Directions: Repeat the material exactly, leaving nothing out.
[Start Data provided]
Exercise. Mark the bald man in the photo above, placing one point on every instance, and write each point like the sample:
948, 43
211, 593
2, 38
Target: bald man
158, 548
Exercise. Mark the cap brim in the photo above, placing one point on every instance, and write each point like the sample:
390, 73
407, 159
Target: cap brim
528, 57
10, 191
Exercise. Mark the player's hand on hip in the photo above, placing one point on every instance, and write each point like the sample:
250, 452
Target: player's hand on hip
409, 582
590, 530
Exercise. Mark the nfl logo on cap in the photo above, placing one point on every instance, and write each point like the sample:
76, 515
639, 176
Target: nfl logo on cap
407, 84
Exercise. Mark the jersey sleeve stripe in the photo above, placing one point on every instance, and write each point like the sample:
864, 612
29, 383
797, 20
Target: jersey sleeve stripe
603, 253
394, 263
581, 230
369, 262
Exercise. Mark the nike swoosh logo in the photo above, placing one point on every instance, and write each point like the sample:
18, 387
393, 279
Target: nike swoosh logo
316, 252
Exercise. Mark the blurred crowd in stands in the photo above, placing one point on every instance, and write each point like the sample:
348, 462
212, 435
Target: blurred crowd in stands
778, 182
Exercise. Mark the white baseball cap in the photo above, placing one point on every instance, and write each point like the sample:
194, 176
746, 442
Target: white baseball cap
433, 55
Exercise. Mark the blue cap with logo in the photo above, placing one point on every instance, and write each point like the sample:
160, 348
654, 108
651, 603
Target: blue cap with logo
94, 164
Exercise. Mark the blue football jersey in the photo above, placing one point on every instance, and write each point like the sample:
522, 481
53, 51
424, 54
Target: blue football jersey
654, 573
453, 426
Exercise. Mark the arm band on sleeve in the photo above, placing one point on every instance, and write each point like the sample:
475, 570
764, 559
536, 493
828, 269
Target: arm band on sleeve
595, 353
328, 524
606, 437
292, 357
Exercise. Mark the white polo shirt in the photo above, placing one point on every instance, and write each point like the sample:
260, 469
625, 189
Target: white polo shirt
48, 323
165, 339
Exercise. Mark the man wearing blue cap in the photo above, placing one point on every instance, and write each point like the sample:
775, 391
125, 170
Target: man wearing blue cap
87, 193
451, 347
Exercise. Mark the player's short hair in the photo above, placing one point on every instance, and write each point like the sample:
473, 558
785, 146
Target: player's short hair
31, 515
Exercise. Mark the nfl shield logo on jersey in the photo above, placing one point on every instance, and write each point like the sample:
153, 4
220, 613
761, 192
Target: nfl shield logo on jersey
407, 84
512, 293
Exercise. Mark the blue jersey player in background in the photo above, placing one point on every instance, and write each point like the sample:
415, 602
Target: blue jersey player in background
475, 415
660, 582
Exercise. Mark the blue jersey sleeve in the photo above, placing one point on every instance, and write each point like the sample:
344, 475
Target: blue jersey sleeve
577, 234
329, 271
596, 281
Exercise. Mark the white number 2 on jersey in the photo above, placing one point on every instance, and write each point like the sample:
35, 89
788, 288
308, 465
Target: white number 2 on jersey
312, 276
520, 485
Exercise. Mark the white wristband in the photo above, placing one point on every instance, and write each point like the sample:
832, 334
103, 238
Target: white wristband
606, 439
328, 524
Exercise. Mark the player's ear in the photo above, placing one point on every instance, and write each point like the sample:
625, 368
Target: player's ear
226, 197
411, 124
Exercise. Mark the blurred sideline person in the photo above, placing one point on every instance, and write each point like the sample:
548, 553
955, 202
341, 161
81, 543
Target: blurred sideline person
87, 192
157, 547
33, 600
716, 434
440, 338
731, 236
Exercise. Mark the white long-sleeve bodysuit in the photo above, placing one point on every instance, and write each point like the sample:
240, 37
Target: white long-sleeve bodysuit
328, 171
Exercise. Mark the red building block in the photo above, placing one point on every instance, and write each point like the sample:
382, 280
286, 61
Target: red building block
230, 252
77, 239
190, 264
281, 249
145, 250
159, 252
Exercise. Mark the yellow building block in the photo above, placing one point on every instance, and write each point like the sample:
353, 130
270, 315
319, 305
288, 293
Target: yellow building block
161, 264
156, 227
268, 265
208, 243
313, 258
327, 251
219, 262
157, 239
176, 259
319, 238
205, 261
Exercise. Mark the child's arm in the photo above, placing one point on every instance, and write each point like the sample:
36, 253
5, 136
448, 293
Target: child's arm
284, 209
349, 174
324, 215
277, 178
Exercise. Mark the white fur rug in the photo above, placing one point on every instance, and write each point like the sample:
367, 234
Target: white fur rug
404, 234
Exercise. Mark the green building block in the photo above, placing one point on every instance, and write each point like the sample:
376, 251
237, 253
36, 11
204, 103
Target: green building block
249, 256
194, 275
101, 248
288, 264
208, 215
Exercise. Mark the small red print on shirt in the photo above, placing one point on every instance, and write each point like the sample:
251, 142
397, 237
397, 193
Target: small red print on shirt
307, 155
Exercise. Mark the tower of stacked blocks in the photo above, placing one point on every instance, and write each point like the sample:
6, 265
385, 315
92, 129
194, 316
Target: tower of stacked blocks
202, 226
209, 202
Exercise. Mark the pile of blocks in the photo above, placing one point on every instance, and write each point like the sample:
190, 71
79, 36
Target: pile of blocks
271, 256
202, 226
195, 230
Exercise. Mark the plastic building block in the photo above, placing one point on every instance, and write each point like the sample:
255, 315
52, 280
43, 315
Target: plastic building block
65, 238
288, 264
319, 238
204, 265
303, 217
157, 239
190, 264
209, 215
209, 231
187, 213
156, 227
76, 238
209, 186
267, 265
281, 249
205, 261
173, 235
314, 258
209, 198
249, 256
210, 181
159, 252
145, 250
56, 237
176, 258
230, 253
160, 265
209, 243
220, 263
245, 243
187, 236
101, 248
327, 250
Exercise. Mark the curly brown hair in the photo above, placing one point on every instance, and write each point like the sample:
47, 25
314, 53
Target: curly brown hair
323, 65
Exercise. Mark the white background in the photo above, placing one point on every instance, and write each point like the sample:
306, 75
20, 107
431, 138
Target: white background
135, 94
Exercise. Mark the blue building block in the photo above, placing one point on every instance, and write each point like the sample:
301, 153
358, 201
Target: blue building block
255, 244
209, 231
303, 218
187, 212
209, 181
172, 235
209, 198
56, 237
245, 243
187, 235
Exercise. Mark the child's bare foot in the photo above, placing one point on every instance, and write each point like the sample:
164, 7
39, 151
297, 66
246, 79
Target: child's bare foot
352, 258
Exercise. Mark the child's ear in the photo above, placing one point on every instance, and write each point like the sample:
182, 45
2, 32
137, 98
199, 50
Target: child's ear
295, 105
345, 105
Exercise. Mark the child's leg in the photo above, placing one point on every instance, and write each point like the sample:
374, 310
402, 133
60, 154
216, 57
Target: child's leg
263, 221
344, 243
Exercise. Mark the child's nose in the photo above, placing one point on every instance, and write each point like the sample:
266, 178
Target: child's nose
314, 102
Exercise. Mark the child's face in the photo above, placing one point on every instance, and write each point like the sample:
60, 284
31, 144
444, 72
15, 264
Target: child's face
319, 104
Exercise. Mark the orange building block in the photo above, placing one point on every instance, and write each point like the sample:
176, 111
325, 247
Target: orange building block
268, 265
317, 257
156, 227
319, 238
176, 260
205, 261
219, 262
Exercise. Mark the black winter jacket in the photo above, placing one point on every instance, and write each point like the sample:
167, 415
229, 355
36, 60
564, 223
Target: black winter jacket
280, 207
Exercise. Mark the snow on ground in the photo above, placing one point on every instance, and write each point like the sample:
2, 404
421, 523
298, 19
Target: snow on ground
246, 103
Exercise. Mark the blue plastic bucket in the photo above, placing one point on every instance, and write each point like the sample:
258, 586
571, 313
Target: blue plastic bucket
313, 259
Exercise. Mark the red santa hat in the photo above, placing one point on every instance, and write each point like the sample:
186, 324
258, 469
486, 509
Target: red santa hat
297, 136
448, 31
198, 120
[End Data provided]
Solution to this task:
Exercise. Mark the bald man in the photo above, placing one point on every instance, and write each point like the sample:
948, 43
211, 593
2, 38
Target: bald man
158, 548
Exercise. Mark the cap brim in the photo above, placing one point on every instance, and write each point like the sample:
390, 73
407, 159
Target: cap brim
528, 57
10, 191
Exercise. Mark the player's hand on hip in the photo above, placing one point on every instance, and write each point like the sample:
250, 452
Target: player's hand on hip
409, 582
590, 530
Exercise. Mark the nfl logo on cap in the photo above, placing one point on every instance, and write each point like the sample:
76, 515
639, 176
Target: nfl logo on cap
407, 84
Exercise. Mark the jersey sleeve stripe in the photo above, placing one point on every instance, and write each point like the sample:
864, 612
29, 383
797, 20
Target: jersey sleeve stripe
603, 253
394, 263
581, 230
369, 262
Exercise. Mark the nike swoosh logo in the photo above, placing one point on every instance, and write each point like the sample:
18, 387
393, 279
Target: nike swoosh logo
316, 252
Exercise. Mark the blurred crowd in stands in the photo above, placing one point on every instance, and write each point like the sample:
348, 462
212, 435
Target: blurred crowd in stands
778, 182
Exercise. Mark the white baseball cap in the photo above, placing one point on every instance, and write each point like the sample:
194, 176
746, 442
Target: white baseball cap
433, 55
Exercise. Mark the blue cap with logo in the photo above, placing one point on every instance, and write each point like the sample:
160, 348
654, 108
651, 603
Target: blue cap with logo
94, 164
Exercise. Mark the blue football jersey in the photo above, placing one point on every instance, and write each point like the sample:
522, 481
53, 51
424, 54
Target: blue football jersey
654, 573
453, 426
Exercise. Mark the arm band on sleeve in the photo above, placing one point on every instance, and write each point like the sample:
475, 570
764, 559
536, 493
828, 269
Target: arm band on sleeve
595, 353
328, 524
606, 437
292, 357
Exercise. Mark the white polo shirt in the photo above, placing one point on every instance, and write each point like the sample:
260, 469
625, 189
Target: white polo shirt
48, 323
165, 339
Exercise. Mark the man wearing blue cap in the photo above, placing one point on every instance, and write each point like the sample:
775, 391
125, 170
Target: man wearing blue cap
87, 193
451, 347
Exercise. Mark the player's short hair in the photo above, placing one point on every instance, and write each point like the sample:
473, 558
785, 146
Target: player's short hair
31, 515
Exercise. Mark the nfl shield logo on jersey in the photo above, placing one point on every instance, and write each point like the sample:
153, 4
220, 613
761, 192
Target: nfl shield logo on jersey
407, 84
512, 293
Exercise. Mark the blue jersey player in background in the photo above, placing one point on every instance, and write each point like the sample:
415, 602
Target: blue jersey player in background
475, 415
660, 582
Exercise. Mark the blue jersey sleeve in the photo above, placing one point on every instance, and write each point like the sample:
344, 475
Target: blue jersey sleeve
577, 234
329, 271
596, 281
Exercise. Mark the white number 2 on jersey in the photo above, placing one point on every instance, and write each point like the sample:
35, 89
788, 288
308, 465
Target: white number 2 on jersey
312, 276
520, 485
Exercise. Mark the white wristband in the photo above, placing one point on every instance, and write each point like the sample:
832, 334
103, 238
Target: white wristband
606, 439
328, 524
Exercise. Mark the player's ear in the photo above, placing one point on every instance, and write each point like the sample:
625, 368
Target: player's ear
226, 197
411, 124
Exercise. Mark the blurred sideline person in the photo above, placing one point on every instance, and write each point like the sample:
548, 553
955, 202
341, 161
81, 543
Target: blurred sideline person
87, 192
157, 547
33, 600
716, 434
440, 338
731, 236
Exercise. Mark the white long-sleeve bodysuit in the photo above, placing one point on every instance, and write each point like the sample:
240, 37
Target: white long-sleeve bodysuit
328, 171
Exercise. Mark the red building block in the photo above, placing one point on every instance, and write each point like the sample:
382, 280
286, 61
Target: red building block
230, 252
77, 239
190, 264
281, 249
145, 250
159, 252
Exercise. Mark the yellow building block in the photo above, placing one point on every instance, and write each point like the sample:
353, 130
270, 315
319, 305
288, 293
Target: yellow building block
161, 264
156, 227
268, 265
208, 243
313, 258
327, 251
219, 262
157, 239
176, 259
319, 238
205, 261
Exercise. Mark the child's arm in the photo above, placing one point on every instance, and write each point like the sample:
36, 253
5, 136
448, 293
Target: child's arm
284, 209
349, 174
324, 215
277, 178
Exercise. Mark the white fur rug in the photo above, placing one point on every instance, and write each point like the sample:
367, 234
Target: white fur rug
404, 234
Exercise. Mark the green building block in the photo above, placing one point on every instance, and write each point like the sample:
376, 251
237, 253
36, 11
204, 103
Target: green building block
249, 256
194, 275
101, 248
288, 264
208, 215
Exercise. Mark the small red print on shirt in the photo above, placing one point on every instance, and write each point like the sample:
251, 142
397, 237
397, 193
Target: small red print on shirt
307, 155
Exercise. Mark the tower of stacked blocks in the photo above, placing one point on every instance, and write each point like the sample:
6, 265
385, 315
92, 129
194, 316
Target: tower of stacked blocks
202, 226
209, 202
Exercise. Mark the pile of blocks in the photo above, placing one point on every instance, and write each point like the sample:
190, 71
79, 36
Target: pile of blocks
271, 256
202, 226
195, 230
Exercise. Mark the plastic building block in the photo above, placing one point on every instance, and write each point like the sample:
255, 315
52, 280
43, 315
Target: plastic building block
65, 238
288, 264
319, 238
204, 265
303, 217
157, 239
190, 264
209, 215
209, 231
187, 213
156, 227
76, 238
209, 186
267, 265
281, 249
205, 261
173, 235
314, 258
209, 198
249, 256
210, 181
159, 252
145, 250
56, 237
176, 258
230, 253
160, 265
209, 243
220, 263
245, 243
187, 236
101, 248
327, 250
Exercise. Mark the curly brown hair in the photo above, placing one point on every instance, and write each point like the sample:
47, 25
314, 53
Target: curly brown hair
323, 65
Exercise. Mark the white background in the photo above, placing one point on every instance, and write each point like the sample:
306, 75
20, 107
431, 138
Target: white background
135, 94
Exercise. Mark the blue building block in the photo above, placing one point on every instance, and write each point like the sample:
301, 153
358, 201
Target: blue building block
255, 244
209, 231
303, 218
187, 212
209, 181
172, 235
209, 198
56, 237
245, 243
187, 235
Exercise. Mark the child's bare foot in the photo above, placing one point on every instance, and write each point like the sample:
164, 7
39, 151
297, 66
246, 79
Target: child's bare foot
352, 258
Exercise. Mark the child's ear in the photo above, placing one point on every instance, and write each point like the sample:
182, 45
2, 32
137, 98
199, 50
Target: child's ear
295, 105
345, 105
Exercise. Mark the child's leg in the photo above, placing one point on every instance, and write each point like the sample:
374, 310
402, 133
60, 154
216, 57
Target: child's leg
263, 221
344, 243
Exercise. Mark the child's nose in the photo above, placing one point on every instance, and write each point like the sample:
266, 178
Target: child's nose
314, 102
Exercise. Mark the child's face in the photo above, placing one point on every instance, and write each point like the sample:
60, 284
31, 144
444, 72
15, 264
Target: child's face
319, 104
Exercise. Mark the orange building block in the photo above, placing one point on every instance, and write each point like the sample:
176, 111
325, 247
Target: orange building block
268, 265
317, 257
156, 227
319, 238
176, 260
205, 261
219, 262
Exercise. Mark the black winter jacket in the photo above, placing one point on every instance, and write each point like the sample:
167, 415
229, 355
36, 60
564, 223
Target: black winter jacket
280, 207
Exercise. Mark the snow on ground in the photo above, placing one point on every instance, and write each point like the sample:
2, 404
421, 523
298, 19
Target: snow on ground
246, 103
Exercise. Mark the blue plastic bucket in the photo above, placing one point on every instance, and write each point like the sample:
258, 586
571, 313
Target: blue plastic bucket
313, 259
Exercise. Mark the red santa hat in the photo above, placing one point on every instance, and write each point like the sample:
186, 324
258, 469
486, 509
Target: red santa hat
297, 136
448, 31
198, 120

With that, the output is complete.